__TASK INSTRUCTIONS__: All records are to be printed again exactly as they appear.
[INPUT RECORDS]
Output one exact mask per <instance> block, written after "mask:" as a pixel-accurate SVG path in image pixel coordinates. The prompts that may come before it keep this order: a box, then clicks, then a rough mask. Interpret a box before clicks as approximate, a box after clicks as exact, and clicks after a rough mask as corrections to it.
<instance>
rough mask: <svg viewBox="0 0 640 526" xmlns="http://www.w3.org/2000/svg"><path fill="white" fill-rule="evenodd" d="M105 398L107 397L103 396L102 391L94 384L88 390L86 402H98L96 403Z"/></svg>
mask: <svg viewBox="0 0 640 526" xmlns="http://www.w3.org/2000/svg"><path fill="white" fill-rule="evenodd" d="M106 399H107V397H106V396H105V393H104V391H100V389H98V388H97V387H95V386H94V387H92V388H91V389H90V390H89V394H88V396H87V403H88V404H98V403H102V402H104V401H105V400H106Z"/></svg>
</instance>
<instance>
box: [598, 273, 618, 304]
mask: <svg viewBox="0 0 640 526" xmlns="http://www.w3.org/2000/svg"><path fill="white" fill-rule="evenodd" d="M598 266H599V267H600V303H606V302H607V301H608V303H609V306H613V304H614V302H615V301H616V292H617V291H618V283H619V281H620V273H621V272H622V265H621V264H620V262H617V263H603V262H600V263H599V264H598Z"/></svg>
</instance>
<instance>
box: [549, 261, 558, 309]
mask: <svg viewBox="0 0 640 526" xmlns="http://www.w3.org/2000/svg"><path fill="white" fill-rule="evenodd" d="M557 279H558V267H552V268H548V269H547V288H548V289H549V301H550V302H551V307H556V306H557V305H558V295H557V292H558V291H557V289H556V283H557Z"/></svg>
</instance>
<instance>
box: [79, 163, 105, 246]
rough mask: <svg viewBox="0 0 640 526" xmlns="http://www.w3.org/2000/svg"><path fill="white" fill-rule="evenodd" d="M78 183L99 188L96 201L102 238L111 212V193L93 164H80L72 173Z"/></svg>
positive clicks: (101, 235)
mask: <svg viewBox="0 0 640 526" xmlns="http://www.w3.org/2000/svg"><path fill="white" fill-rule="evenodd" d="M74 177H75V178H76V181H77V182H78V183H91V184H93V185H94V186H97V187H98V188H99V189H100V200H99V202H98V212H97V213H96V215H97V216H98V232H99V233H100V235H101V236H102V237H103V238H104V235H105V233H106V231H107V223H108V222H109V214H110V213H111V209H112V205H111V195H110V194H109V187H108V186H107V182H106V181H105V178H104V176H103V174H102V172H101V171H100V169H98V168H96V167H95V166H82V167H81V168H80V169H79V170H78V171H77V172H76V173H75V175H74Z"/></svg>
[/INPUT RECORDS]
__RESPONSE AREA__:
Output one exact mask per <instance> block, written after "mask:" as a pixel-accurate SVG path in image pixel coordinates. The prompts that may come before it keep this order: a box, then clicks, then a rough mask. Interpret a box before clicks as approximate, a box after clicks as exact, and clicks after a rough mask as corrections to it.
<instance>
rough mask: <svg viewBox="0 0 640 526" xmlns="http://www.w3.org/2000/svg"><path fill="white" fill-rule="evenodd" d="M105 398L107 397L103 396L102 391L94 384L88 390L86 402H98L96 403Z"/></svg>
mask: <svg viewBox="0 0 640 526" xmlns="http://www.w3.org/2000/svg"><path fill="white" fill-rule="evenodd" d="M106 399H107V397H106V396H105V393H104V391H100V389H98V388H97V387H95V386H94V387H92V388H91V389H90V390H89V394H88V396H87V403H88V404H98V403H102V402H104V401H105V400H106Z"/></svg>
</instance>
<instance>
box: [598, 273, 618, 304]
mask: <svg viewBox="0 0 640 526" xmlns="http://www.w3.org/2000/svg"><path fill="white" fill-rule="evenodd" d="M598 266H599V267H600V303H606V302H607V301H608V303H609V306H613V304H614V302H615V301H616V292H617V291H618V283H619V281H620V273H621V272H622V265H621V264H620V262H617V263H603V262H600V263H599V264H598Z"/></svg>
</instance>
<instance>
box: [549, 261, 558, 309]
mask: <svg viewBox="0 0 640 526" xmlns="http://www.w3.org/2000/svg"><path fill="white" fill-rule="evenodd" d="M557 279H558V267H552V268H548V269H547V288H548V289H549V301H550V302H551V307H556V306H557V305H558V295H557V292H558V291H557V289H556V283H557Z"/></svg>
</instance>
<instance>
box: [79, 163, 105, 246]
rough mask: <svg viewBox="0 0 640 526" xmlns="http://www.w3.org/2000/svg"><path fill="white" fill-rule="evenodd" d="M78 183L99 188L96 201L102 238L111 212V193L93 164H80L72 173Z"/></svg>
positive clicks: (101, 235)
mask: <svg viewBox="0 0 640 526" xmlns="http://www.w3.org/2000/svg"><path fill="white" fill-rule="evenodd" d="M74 177H75V178H76V181H77V182H78V183H91V184H93V185H94V186H97V187H98V188H99V189H100V200H99V202H98V212H97V213H96V215H97V216H98V232H99V233H100V235H101V236H102V237H103V238H104V235H105V233H106V231H107V223H108V222H109V214H110V213H111V209H112V205H111V195H110V194H109V187H108V186H107V182H106V181H105V178H104V176H103V174H102V172H101V171H100V169H98V168H96V167H95V166H82V167H81V168H80V169H79V170H78V171H77V172H76V173H75V175H74Z"/></svg>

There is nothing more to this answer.